La commissione parlamentare antimafia chiede a Giovanardi di autosospendersi dopo l’avviso di garanzia per presunte pressioni in favore di una ditta in odore di ‘ndrangheta
di Ercole Olmi
La Commissione Antimafia richiede al senatore Carlo Giovanardi e all’on. Riccardo Nuti «di valutare l’opportunità politica di sospendere la loro partecipazione, sotto qualsiasi forma, ai lavori della Commissione». È quanto è stato deciso oggi all’unanimità dalla riunione dell’Ufficio di Presidenza della Commissione parlamentare Antimafia, che ha esaminato le questioni relative alle vicende del senatore Carlo Giovanardi e del deputato Riccardo Nuti (grillino palermitano sospeso anche dal partito-azienda per la storia delle firme false), coinvolti in indagini giudiziarie.
«Preso atto di non avere alcun potere sulla composizione della Commissione, i cui membri sono designati all’inizio dei lavori dai Presidenti delle Camere su indicazione dei Gruppi parlamentari; e riconoscendo che allo stato non ricorrono le condizioni previste dal Codice di autoregolamentazione e dalla Legge istitutiva», l’Ufficio di presidenza della Commissione Antimafia, che si è riunito oggi, presidente l’on. Rosy Bindi, ha deciso di richiedere a Giovanardi e a Nuti «di valutare l’opportunità politica di sospendere la loro partecipazione, sotto qualsiasi forma, ai lavori della Commissione».

-*-

- **Consegna**:
Riprendi l'articolo sulla richiesta dell'Antimafia a Giovanardi e Nuti, proseguendolo subito dopo la sua ultima frase. Per svolgere la consegna i record non sono necessari.

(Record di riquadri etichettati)
-*-

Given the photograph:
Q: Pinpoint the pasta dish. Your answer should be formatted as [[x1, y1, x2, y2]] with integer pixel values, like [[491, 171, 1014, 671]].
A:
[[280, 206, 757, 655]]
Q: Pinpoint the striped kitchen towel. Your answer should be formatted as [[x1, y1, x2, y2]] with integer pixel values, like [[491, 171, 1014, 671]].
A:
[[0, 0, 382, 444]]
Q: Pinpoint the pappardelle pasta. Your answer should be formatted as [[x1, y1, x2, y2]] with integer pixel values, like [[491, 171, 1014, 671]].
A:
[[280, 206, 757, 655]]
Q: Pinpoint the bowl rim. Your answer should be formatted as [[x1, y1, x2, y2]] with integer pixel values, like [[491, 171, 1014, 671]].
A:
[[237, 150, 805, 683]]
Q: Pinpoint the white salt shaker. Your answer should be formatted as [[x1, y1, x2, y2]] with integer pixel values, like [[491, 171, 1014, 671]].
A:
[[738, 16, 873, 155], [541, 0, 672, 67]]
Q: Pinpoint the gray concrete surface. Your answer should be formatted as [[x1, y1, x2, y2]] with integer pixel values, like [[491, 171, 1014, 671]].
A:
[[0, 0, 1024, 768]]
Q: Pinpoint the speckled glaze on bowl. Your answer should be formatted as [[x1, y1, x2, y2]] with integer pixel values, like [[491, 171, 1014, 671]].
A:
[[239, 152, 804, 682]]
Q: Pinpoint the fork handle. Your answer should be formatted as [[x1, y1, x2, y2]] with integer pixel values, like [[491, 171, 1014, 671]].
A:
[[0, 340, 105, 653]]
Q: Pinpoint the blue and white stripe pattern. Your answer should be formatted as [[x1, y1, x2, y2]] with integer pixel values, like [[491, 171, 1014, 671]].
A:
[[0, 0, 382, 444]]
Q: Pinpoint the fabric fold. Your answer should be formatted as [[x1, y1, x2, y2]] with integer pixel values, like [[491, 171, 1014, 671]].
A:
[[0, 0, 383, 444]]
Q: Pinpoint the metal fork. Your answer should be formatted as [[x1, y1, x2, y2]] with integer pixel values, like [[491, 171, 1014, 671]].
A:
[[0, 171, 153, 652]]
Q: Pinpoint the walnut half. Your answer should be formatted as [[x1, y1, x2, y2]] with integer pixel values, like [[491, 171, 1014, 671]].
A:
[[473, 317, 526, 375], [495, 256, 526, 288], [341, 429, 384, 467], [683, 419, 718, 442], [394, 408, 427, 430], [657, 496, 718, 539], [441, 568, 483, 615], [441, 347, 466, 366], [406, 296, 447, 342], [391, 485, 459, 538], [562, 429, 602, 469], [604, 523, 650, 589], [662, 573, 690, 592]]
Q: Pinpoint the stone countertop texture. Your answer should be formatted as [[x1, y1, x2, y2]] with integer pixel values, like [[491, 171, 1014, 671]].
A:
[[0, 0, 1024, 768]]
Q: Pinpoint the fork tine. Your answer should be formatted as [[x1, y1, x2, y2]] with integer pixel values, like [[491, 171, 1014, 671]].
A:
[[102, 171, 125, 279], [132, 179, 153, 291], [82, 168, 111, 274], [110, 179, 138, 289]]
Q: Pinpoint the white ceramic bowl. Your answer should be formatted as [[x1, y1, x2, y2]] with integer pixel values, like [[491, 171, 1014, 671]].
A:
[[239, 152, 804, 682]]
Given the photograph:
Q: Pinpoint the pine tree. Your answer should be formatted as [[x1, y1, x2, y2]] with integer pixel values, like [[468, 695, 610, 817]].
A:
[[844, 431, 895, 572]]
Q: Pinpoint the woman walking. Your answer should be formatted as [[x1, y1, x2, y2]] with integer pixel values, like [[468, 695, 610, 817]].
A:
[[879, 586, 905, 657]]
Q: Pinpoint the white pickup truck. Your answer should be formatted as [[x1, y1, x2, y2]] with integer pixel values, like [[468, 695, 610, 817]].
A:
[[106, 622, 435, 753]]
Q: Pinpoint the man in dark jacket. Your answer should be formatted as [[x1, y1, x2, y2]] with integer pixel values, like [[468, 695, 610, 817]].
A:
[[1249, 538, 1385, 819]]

-*-

- **Risposta**:
Giovanardi, pressing sul prefetto per riabilitare un’azienda della ‘ndrangheta
Curiosa e macabra la vicenda che coinvolge Giovanardi, ex carabiniere, democristiano di destra, uso a balzar all’onore delle cronache per violente dichiarazioni contro le vittime di malapolizia e i loro familiari, a difesa dell’onore delle forze dell’ordine a prescindere, proibizionista sulle droghe (ha scritto la legge criminogena con Fini), omofobo per quel che concerne la “famiglia” e negazionista sulla strage di Ustica (è l’unico a credere che sia stato un ordigno a bordo a far esplodere il Dc9 Itavia). Ora, come anticipa L’Espresso, è accusato accusato, tra l’altro, di aver minacciato con pressioni indebite due ufficiali dell’Arma dei carabinieri. Tutto ciò nell’ambito dell’inchiesta antimafia di Bologna che ha tra gli indagati proprio il senatore fondatore di “Idea”, dopo aver attraversato Ccd-Udc-Popolo della libertà-Nuovo centrodestra con Gaetano Quagliariello e a Eugenia Roccella. La sua posizione è al vaglio del gip, che sta valutando la rilevanza di alcune intercettazioni e di numerosi tabulati di conversazioni con altre persone coinvolte nell’indagine. Il filone investigativo è quello sugli appoggi interni alla prefettura di Modena su cui poteva contare un’azienda sotto processo per ’ndrangheta. I titolari sono imputati a Reggio Emilia per concorso esterno in associazione mafiosa. Nella stessa aula alla sbarra c’è il gotha della ’ndrangheta emiliana: boss, gregari e complici del clan «guidato da Nicolino Grande Aracri, detto “Mano di gomma”, che vanta amicizie massoniche e vaticane. Un maxiprocesso, questo, con oltre 140 persone in attesa di giudizio», ricorda il settimanale. L’Emilia è la regione con la maggiore penetrazione mafiosa nell’economia.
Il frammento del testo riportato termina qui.